**TASK A**: According to the passage on Loctite's adhesive manufacturing, how large is the clean room located in R2S2?
**TASK B**: Write the next few sentences of the passage on Loctite's adhesive manufacturing and customer service, picking up after its final sentence.
-------- SUPPLIED PASSAGE
Unique to electronic adhesive manufacturing and packaging is a 1,000-square-foot Class 10,000 clean room located in R2S2, where specific Loctite electronic adhesives are manufactured and packaged to ensure the purity of formulations with filler particles smaller than 13 microns. Manufacturing and packaging under Class 10,000 conditions guarantees the consistency, dispersion and size of fillers that are critical to the performance of microelectronics adhesives.

Other innovations that came to fruition in 1999 testify to the continuing outside-the-box thinking on the part of Loctite. The company introduced more than 300 new products last year, including several revolutionary adhesive technologies invented and patented by Loctite, such as new UV curing cyanoacrylates, FLASHCURE™, designed to offer instant fixtures and tack-free surfaces in less than five seconds when exposed to UV light.

Customer Service/Partnerships
Product development is not the only measure of quality. Loctite service has under-gone some changes over the years and has become a state-of-the-art standard in the industry. The company has earned QS9000 certification and ISO 9002 registration, and has won recognition for superior quality systems from numerous customer companies.
----------------
-------- RAW DATA
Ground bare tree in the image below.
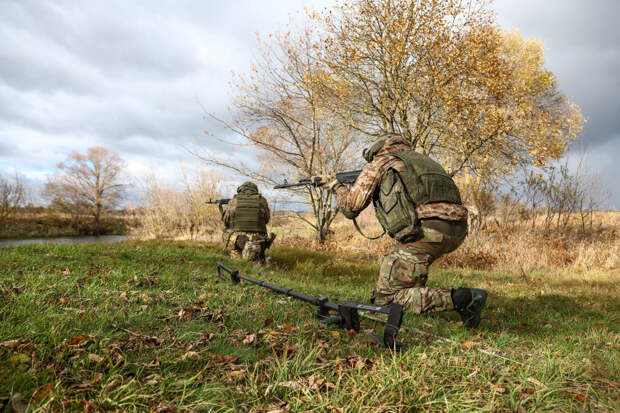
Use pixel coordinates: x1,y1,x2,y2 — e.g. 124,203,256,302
44,146,125,233
0,173,26,228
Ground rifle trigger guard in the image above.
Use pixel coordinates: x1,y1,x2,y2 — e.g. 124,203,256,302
230,270,240,284
383,303,404,350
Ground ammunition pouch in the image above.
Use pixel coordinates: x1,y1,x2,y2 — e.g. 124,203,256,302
373,169,422,243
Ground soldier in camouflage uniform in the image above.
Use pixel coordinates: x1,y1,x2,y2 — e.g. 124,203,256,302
221,182,275,263
322,135,486,328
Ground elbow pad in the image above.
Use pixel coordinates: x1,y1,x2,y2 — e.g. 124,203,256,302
342,208,360,219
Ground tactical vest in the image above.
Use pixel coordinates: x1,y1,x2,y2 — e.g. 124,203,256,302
373,151,461,243
230,193,267,233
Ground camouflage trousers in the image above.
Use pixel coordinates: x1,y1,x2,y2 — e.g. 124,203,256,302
373,220,467,314
223,231,275,262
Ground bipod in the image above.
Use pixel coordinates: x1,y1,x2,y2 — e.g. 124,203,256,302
217,262,404,350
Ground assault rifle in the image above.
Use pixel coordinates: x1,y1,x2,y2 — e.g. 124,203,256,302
273,169,362,189
205,198,230,205
217,262,404,350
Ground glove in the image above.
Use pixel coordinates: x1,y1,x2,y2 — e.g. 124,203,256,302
310,175,334,186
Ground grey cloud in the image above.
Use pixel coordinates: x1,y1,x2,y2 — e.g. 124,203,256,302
0,0,620,205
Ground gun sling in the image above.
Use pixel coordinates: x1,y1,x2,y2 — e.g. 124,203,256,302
216,262,404,350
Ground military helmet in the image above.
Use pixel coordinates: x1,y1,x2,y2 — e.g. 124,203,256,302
237,181,258,193
362,133,392,163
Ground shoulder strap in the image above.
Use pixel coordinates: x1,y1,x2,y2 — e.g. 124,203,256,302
353,218,385,240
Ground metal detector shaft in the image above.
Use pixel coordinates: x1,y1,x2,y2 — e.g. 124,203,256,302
217,262,404,348
217,262,338,310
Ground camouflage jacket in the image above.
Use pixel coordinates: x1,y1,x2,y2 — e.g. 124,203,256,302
222,195,271,229
336,136,467,221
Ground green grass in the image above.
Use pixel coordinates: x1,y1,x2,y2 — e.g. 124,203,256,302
0,242,620,412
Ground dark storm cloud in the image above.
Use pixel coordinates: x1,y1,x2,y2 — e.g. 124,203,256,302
495,0,620,208
0,0,620,206
495,0,620,146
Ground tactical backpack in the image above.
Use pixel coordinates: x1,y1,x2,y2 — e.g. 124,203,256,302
373,151,462,243
230,189,267,233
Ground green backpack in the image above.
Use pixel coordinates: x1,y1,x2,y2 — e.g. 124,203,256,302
373,151,462,243
230,184,267,233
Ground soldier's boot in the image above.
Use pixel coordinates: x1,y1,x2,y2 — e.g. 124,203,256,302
265,232,276,250
451,288,487,328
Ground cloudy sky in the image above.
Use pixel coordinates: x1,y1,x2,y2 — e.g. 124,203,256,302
0,0,620,208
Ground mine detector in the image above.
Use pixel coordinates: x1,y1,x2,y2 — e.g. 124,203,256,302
216,262,404,350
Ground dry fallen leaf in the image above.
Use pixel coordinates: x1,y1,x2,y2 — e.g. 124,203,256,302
9,353,30,365
278,381,302,390
308,374,325,390
103,379,121,391
526,377,547,388
243,334,256,345
172,379,191,387
32,382,54,400
0,340,19,348
181,351,200,360
567,391,586,403
70,334,87,346
11,393,28,413
461,340,474,350
88,353,104,363
284,323,293,334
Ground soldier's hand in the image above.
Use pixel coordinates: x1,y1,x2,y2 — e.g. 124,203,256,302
310,175,334,186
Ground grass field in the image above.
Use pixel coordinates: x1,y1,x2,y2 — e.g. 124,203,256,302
0,241,620,412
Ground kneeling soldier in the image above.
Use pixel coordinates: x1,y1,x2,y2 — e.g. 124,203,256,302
222,182,275,263
321,135,487,328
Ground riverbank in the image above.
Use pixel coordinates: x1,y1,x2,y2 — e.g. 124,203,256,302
0,211,133,240
0,241,620,412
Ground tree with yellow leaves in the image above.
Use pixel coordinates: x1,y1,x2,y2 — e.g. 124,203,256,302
312,0,583,175
200,28,361,242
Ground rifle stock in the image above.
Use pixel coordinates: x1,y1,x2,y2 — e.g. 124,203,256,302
205,198,230,205
273,169,362,189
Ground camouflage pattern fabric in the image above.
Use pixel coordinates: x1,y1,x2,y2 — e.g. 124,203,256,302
373,221,467,314
336,136,467,221
222,196,271,228
224,231,275,262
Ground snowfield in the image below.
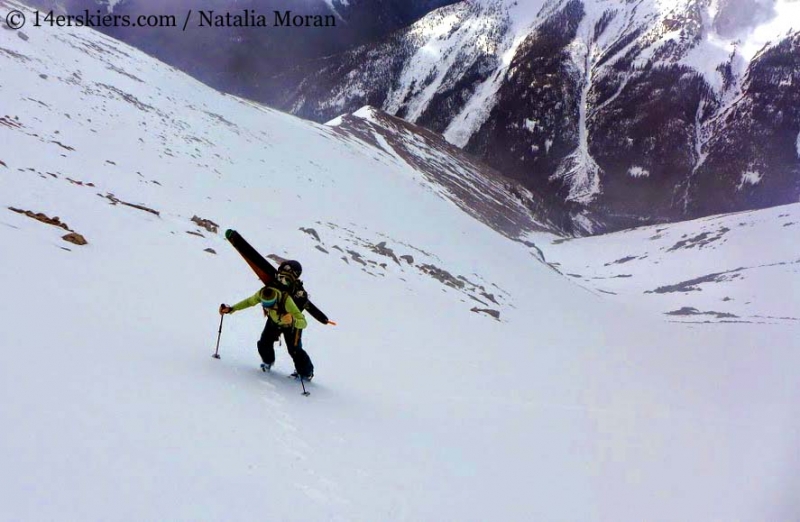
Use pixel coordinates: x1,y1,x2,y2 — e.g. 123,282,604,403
0,2,800,522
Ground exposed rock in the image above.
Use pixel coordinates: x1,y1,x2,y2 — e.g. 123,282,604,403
191,214,219,234
470,307,500,321
61,232,88,246
98,193,161,217
369,241,400,265
300,227,322,243
419,264,464,290
8,207,71,231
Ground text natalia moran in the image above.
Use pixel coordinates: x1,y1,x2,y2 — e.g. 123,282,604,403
200,9,336,27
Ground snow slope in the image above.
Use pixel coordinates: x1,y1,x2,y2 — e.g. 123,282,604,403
0,2,800,521
539,204,800,324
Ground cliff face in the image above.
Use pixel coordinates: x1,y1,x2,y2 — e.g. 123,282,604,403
275,0,800,232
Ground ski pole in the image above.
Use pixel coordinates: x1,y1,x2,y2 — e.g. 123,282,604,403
211,305,225,359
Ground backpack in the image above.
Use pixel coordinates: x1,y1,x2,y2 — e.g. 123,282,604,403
276,272,308,312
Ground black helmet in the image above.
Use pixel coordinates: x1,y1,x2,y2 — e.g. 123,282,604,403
278,259,303,278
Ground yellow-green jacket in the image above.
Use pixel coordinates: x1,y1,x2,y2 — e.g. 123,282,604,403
231,288,308,330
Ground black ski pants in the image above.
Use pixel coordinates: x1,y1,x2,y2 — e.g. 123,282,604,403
257,318,314,377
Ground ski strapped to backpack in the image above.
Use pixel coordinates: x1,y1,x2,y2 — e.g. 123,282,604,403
225,230,336,325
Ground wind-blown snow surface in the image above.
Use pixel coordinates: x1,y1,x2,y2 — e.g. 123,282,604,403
0,3,800,521
539,204,800,324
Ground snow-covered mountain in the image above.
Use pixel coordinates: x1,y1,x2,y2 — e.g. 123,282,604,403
278,0,800,232
0,1,800,522
539,203,800,324
30,0,462,102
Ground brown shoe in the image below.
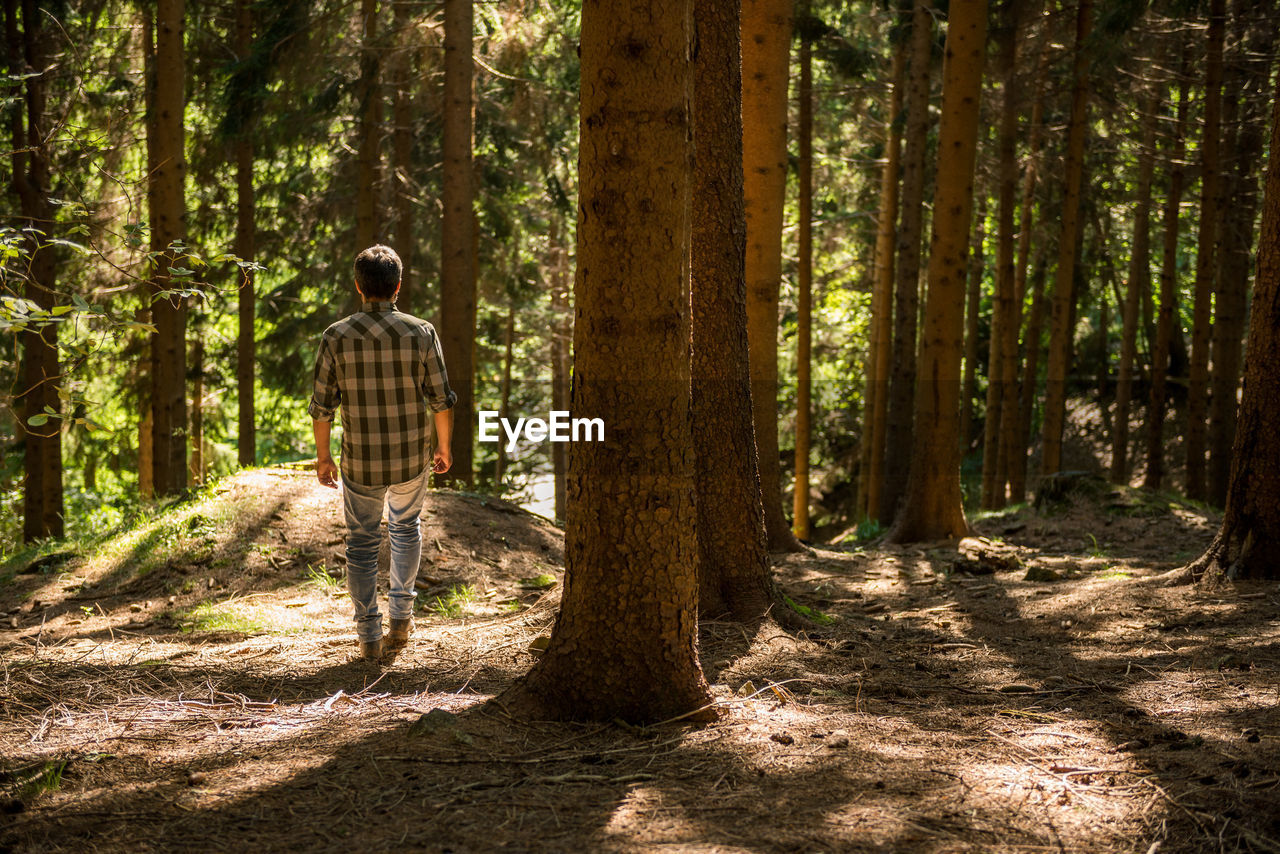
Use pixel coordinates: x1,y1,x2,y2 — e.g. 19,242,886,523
360,638,383,661
385,617,413,652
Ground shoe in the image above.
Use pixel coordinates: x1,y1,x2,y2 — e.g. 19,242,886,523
385,617,413,652
360,638,383,661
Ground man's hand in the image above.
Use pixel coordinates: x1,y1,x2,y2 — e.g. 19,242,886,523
316,457,338,489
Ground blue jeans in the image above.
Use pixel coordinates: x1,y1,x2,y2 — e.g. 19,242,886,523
342,469,430,643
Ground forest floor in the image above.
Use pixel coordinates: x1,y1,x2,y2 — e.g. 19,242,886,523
0,469,1280,854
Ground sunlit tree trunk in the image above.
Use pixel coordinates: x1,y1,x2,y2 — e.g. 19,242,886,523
4,0,64,542
1143,55,1189,489
741,0,799,551
440,0,476,485
502,0,710,723
1111,80,1160,484
1041,0,1093,475
1187,0,1226,501
147,0,187,495
859,40,906,519
1188,80,1280,583
888,0,987,543
791,0,813,539
881,3,933,524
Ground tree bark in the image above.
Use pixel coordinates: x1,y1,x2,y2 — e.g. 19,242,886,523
503,0,712,723
881,3,933,524
1041,0,1093,475
1187,73,1280,584
1142,53,1189,489
440,0,476,487
1187,0,1226,501
147,0,187,495
741,0,800,551
887,0,987,543
859,41,906,519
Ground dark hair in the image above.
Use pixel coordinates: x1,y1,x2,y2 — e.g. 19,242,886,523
----------------
**RESPONSE AREA A**: 1,000 square feet

**RESPONSE AREA B**:
An example of high-tech service, the company’s Web site, www.loctite.com, is designed to be an easy-to-use, 24/7 resource that helps customers shorten their design cycle by getting instant information on the depth of Loctite technology right from their desktop. Visitors to the web site gain access to a wide array of information, ranging from company news, to application assistance. Organized into specific market categories, the web site provides news and information on OEM assembly, medical, automotive, electronic and MRO applications. The Web site offers an electronic catalog that features the company’s complete line of more than 1,400 products, and is tied into electronic data sheets featuring technical and health/safety information, an interactive product selector guide and a distributor locator to make purchasing quick and easy.

In the near future, the site will truly become “information central,” by presenting many new interactive features and additional high-quality information to aid engineers in decision making. Customers will be able to examine a product’s physical characteristics, review case histories and testimonials as idea generators and leave the site with product recommendations for testing their particular application. They will be able to contact their local sales rep, distributor or Loctite engineer through e-mail, schedule parts testing in Loctite laboratories, arrange for samples for testing and evaluation and sign up for customer training schools.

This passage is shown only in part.